* **What this task involves**
You are to retype all of the data exactly as it appears.

[Dataset entries]
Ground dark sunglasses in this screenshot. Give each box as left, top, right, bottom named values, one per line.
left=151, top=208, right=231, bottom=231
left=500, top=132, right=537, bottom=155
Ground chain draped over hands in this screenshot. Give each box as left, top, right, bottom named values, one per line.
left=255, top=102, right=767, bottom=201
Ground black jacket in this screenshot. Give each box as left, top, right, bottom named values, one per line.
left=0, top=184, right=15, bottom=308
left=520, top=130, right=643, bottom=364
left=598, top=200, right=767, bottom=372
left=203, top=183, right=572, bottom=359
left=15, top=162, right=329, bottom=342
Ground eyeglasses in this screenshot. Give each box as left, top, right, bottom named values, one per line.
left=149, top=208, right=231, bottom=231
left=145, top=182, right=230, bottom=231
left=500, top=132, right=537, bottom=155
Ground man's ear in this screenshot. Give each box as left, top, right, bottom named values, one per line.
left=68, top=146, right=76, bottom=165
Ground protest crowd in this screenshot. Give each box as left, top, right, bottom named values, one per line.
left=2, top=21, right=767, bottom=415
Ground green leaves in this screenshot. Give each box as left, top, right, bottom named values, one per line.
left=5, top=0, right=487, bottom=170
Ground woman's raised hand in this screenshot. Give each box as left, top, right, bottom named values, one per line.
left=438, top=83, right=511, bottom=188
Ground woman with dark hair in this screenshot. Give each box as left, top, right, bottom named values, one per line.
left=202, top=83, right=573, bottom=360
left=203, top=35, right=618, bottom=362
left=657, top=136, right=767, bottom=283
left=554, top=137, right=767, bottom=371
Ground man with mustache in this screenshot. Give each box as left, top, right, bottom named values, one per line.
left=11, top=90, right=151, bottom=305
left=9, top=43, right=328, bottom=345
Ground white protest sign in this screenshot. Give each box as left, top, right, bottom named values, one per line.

* **Written reply**
Ground dark sunglasses in this screenshot. Give each box as left, top, right, bottom named values, one per line.
left=151, top=208, right=231, bottom=231
left=500, top=132, right=537, bottom=155
Ground chain draped over hands in this screenshot. Give each box as left, top, right, bottom named values, one per line.
left=255, top=102, right=767, bottom=201
Ground black jacket in this screenshot. Give each box as left, top, right, bottom named values, one per line.
left=0, top=184, right=15, bottom=308
left=520, top=130, right=643, bottom=364
left=598, top=200, right=767, bottom=372
left=203, top=183, right=572, bottom=359
left=15, top=162, right=329, bottom=342
Ground eyeglasses in this screenshot. Give each box as left, top, right, bottom named values, one per line.
left=149, top=208, right=231, bottom=231
left=145, top=182, right=230, bottom=231
left=500, top=132, right=537, bottom=155
Ground man's ear in this screenshot. Give each box as left, top, right, bottom named values, one per line.
left=68, top=146, right=76, bottom=165
Ground protest crowd in this screenshot. Give each box as left, top, right, bottom named values, one per line.
left=2, top=21, right=767, bottom=415
Ground green leaves in this screenshot. Give each box as left, top, right, bottom named values, one per line.
left=5, top=0, right=487, bottom=170
Ground woman's raised hand in this screenshot. Give each box as left, top, right, bottom named values, one per line.
left=438, top=83, right=511, bottom=188
Ground woman with dark hair in this screenshot. Give each box as left, top, right, bottom named values, one per line.
left=202, top=83, right=573, bottom=360
left=203, top=35, right=618, bottom=362
left=657, top=136, right=767, bottom=283
left=554, top=137, right=767, bottom=371
Ground man with mustache in this screenshot. Give each box as left, top, right, bottom named values, one per line.
left=11, top=90, right=151, bottom=305
left=9, top=43, right=328, bottom=345
Ground white protest sign in this screenshot. Give each box as left, top, right, bottom named values, one per line.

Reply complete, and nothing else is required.